Texte cité:

▬▬▬▬▬▬▬▬▬▬

Studebaker John, qui en a vu d'autres, a travaillé fort pour faire lever le «parterre» de ce qui s'appelle toujours, à l'angle de Saint-Urbain et De Maisonneuve, le parc Fred-Barry. En power trio avec ses Hawks, le guitariste, chanteur et harmoniciste a joué de puissance avec son bottleneck, fait des blagues et lancé des injonctions - «Faites du bruit!».

Rien n'y fit. À part quelques marmots qui couraient dans la fumée de glace carbonique sortant du trottoir, la place est restée stoïquement attentive. «Aimez-vous le blues?» Ouais... Surtout quand il fait chaud et que reste vif le contraste avec la petite froide qui porte cette année le nom de Heineken. Mais faut dire qu'il était de bonne heure...

Assez pour se rendre compte que, de chaque côté mais en avant de la scène Loto-Québec, quelqu'un avait eu l'idée de monter des grands pans de tissu bleu: aux couleurs de Loto-Québec d'un bord et du Festival de jazz de l'autre. Pour cacher les chaînes et les enceintes acoustiques qu'elles retiennent dans les airs. Le problème, c'est que les choses en question cachent aussi les musiciens aux spectateurs qui ne sont pas placés directement devant la scène.

Rien qui peut être retenu contre Loto-Québec qui met par ailleurs 1% de ses bénéfices nets - 14 millions sur 1,4 milliard de dollars - à la commandite de quelque 130 événements culturels. Reste que «l'inspecteur» a manqué celle-là: la scène devrait «appartenir» d'abord aux artistes.

Plus tôt, à 18h, la pianiste et chanteuse ontarienne Laila Biali avait livré en trio un très agréable concert sur la grande scène de la place des Festivals, reprenant des succès de Daniel Lanois, Elton John et Billy Joel dans une forme résolument moderne et appréciée de la foule attentive.

▬▬▬▬▬▬▬▬▬▬

Matériel fourni:
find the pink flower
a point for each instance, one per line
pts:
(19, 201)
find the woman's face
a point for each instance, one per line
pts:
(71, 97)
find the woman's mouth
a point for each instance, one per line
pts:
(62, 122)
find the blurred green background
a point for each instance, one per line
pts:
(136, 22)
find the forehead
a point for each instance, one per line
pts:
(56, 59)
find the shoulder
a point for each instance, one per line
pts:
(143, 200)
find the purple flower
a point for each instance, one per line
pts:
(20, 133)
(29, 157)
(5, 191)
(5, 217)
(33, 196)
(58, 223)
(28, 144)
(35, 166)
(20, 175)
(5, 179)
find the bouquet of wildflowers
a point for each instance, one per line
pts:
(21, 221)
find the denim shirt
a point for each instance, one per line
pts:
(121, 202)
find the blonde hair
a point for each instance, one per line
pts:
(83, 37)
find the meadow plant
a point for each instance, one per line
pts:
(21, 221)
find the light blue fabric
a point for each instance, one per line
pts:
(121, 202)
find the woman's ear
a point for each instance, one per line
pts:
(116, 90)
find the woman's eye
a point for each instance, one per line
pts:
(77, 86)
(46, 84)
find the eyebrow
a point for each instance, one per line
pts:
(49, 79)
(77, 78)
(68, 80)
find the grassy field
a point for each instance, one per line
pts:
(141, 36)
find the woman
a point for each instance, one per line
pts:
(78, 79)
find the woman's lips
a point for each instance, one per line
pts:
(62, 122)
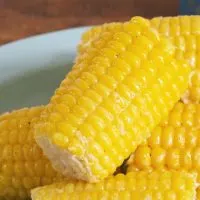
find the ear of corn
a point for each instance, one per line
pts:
(173, 145)
(184, 32)
(135, 185)
(22, 163)
(108, 103)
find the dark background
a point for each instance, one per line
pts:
(22, 18)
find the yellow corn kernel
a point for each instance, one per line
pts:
(172, 145)
(22, 163)
(168, 185)
(184, 32)
(80, 152)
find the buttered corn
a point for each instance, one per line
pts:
(135, 185)
(22, 163)
(117, 92)
(183, 31)
(173, 145)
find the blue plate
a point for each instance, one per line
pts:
(31, 69)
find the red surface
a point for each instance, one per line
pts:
(22, 18)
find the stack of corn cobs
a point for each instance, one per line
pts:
(131, 100)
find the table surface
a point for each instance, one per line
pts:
(22, 18)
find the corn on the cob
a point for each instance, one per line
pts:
(108, 103)
(184, 32)
(173, 145)
(22, 163)
(134, 185)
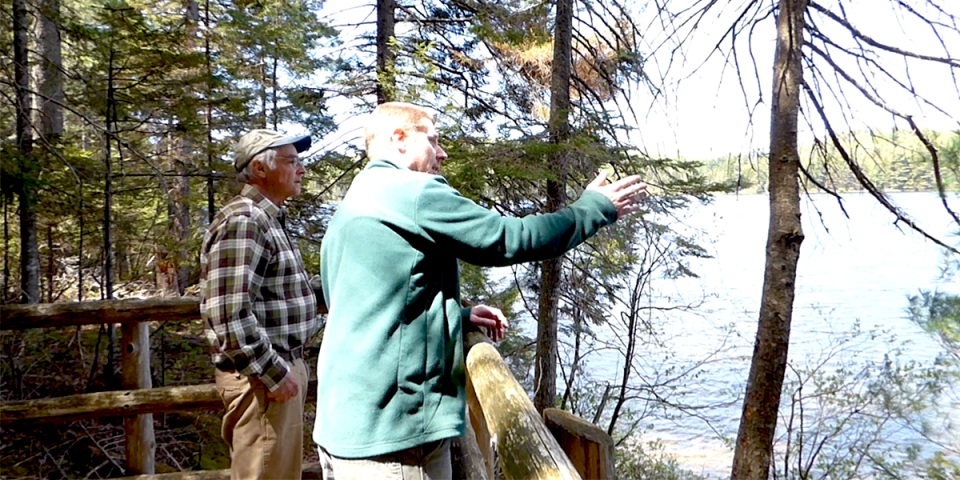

▬▬▬▬▬▬▬▬▬▬

Consigne:
Répondez, s'il vous plaît, à ces questions sur le texte cité :
(a) À l'angle de quelles rues se trouve le parc Fred-Barry ?
(b) Quelle part de ses bénéfices nets Loto-Québec consacre-t-elle à la commandite d'événements culturels ?
(c) À quelle heure Laila Biali a-t-elle donné son concert sur la grande scène de la place des Festivals ?

Réponse:
(a) Saint-Urbain et De Maisonneuve.
(b) 1 %, soit 14 millions sur 1,4 milliard de dollars.
(c) À 18 h.